> _WHAT YOU NEED TO DO_:
From the records below, extract the lines starting with the one containing "For every instance of the diamond" and ending with the one containing "Target: diamond plate front bumper", both included, and copy them word for word.

----- EXTRACTED MATERIAL

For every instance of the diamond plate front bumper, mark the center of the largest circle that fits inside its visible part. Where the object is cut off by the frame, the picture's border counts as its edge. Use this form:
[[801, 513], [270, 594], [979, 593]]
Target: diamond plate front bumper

----------
----- EXTRACTED MATERIAL

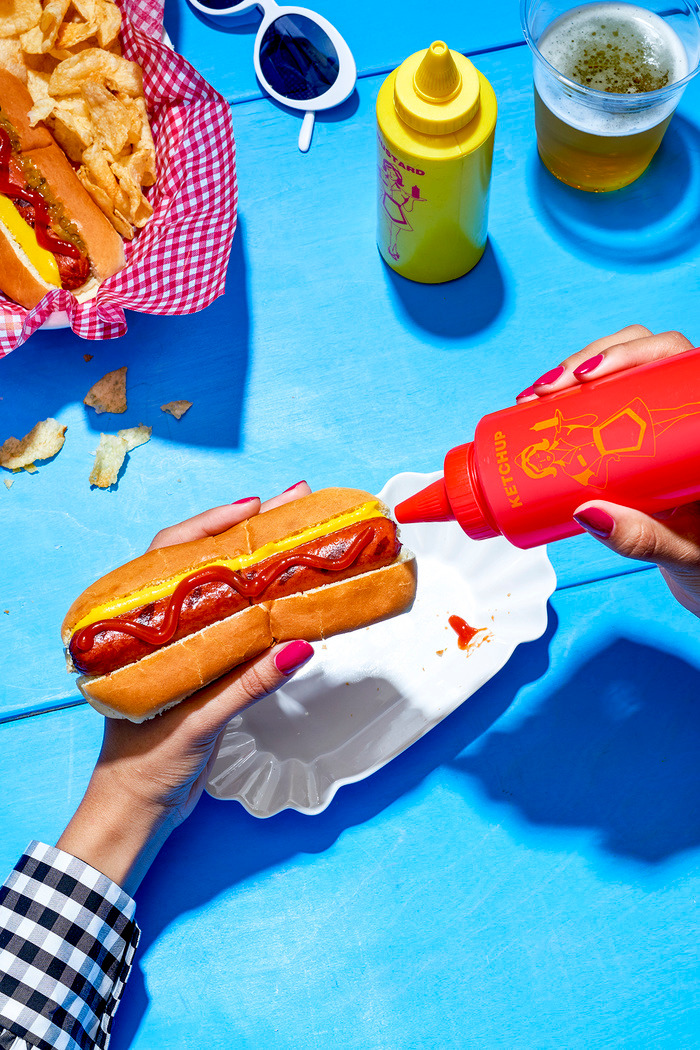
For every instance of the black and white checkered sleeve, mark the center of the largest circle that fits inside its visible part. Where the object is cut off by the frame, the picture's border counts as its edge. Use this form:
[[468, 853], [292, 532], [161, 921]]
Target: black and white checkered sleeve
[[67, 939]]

----------

> _ANSWER TO THE TASK_:
For every instance of the diamond plate front bumper, mark the center of the largest circle that fits inside its visible part. Where the object is cut off by the frame, the picture's border counts as its edge. Use this form:
[[801, 513], [270, 594], [979, 593]]
Target: diamond plate front bumper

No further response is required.